* [Document text]:
#####
AQLearn 2.7 / Pattern

Nested Aggregations (1)

Source lesson: AQLearn 2.7: Nested Aggregations (1). Tangible win: write any "aggregate of aggregates" metric using one fixed pipeline shape.

Purpose of this lesson

Have you ever tried to answer "what is the highest number of users among all cities of each country"?

You hit these pain points:

  1. The question has two aggregates stacked on top of each other and you cannot tell AQL "first count, then take the max".
  2. You try max(count(users.id)) or count(users.id) | max() and get errors or wrong numbers.
  3. You explain to a customer "we are taking the highest of the per-city counts", but you cannot point at the part of the query that says it.

This lesson solves it: name the inner and outer parts of the question, then map them onto the fixed AQL shape group + select + outer aggregate. Same pattern works for highest, lowest, average, sum, and median of per-group values.

Why this matters for your mission: "average per X" and "top-of-something-per-something" questions are everywhere in presales. With this pattern, you stop guessing and write the right shape on first try.

Parse the question first

Pick a sentence with two aggregate words. Color the inner part one color and the outer part another:

"Highest number of users among all cities of each country."

LevelAggregate (verb)Dimension (what to group by)
Inner (blue)count of userscity
Outer (orange)max of the inner countscountry (set by the explore)

The fixed pipeline shape

metric my_metric =
  source_table
  | group(inner_dimension)
  | select(inner_aggregation)
  | outer_aggregate();
  1. source_table: the model that holds the rows you are counting (often the row source of the inner aggregate).
  2. group(inner_dimension): one row per inner group (city, month, customer, etc.).
  3. select(inner_aggregation): per-group value (count, sum, avg).
  4. outer_aggregate(): a scalar function that collapses those per-group values into one (max, avg, min, etc.). The explore dimensions partition this outer aggregate.

Visualize the two levels

Inner level (per inner_dimension) Source table users many user rows | group(inner dim) group(cities.id) one row per city | select(inner agg) select(count(users.id)) per-city user count Table [89, 103, 84, ...] one value per inner group Outer level (collapses inner table to a scalar) outer aggregate | max() highest among inner values Scalar one number per row of the explore feeds outer step
Inner level produces an intermediate Table (one value per inner group). The outer aggregate collapses that Table to one Scalar per row of the explore.

Worked example, step by step

Step 1: build the inner aggregation

metric my_metric =
  users
  | group(cities.id)
  | select(users | count(users.id))
;

explore {
  measures { my_metric }
}

Each result row currently holds a list of inner counts, one per city. With no outer dimension, all cities collapse into a single list.
#####
* [Recorded data]:
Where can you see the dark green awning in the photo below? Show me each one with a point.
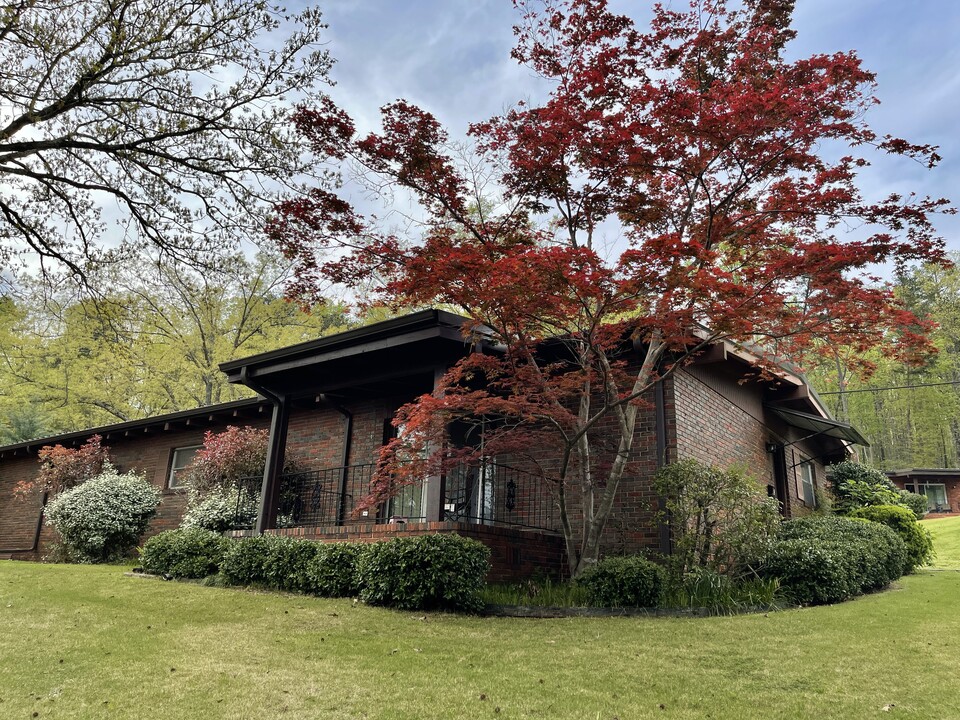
(819, 425)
#####
In the lesson on nested aggregations, what does the group(inner_dimension) step of the fixed pipeline produce?

* [Answer in full]:
One row per inner group, such as a city, month, or customer.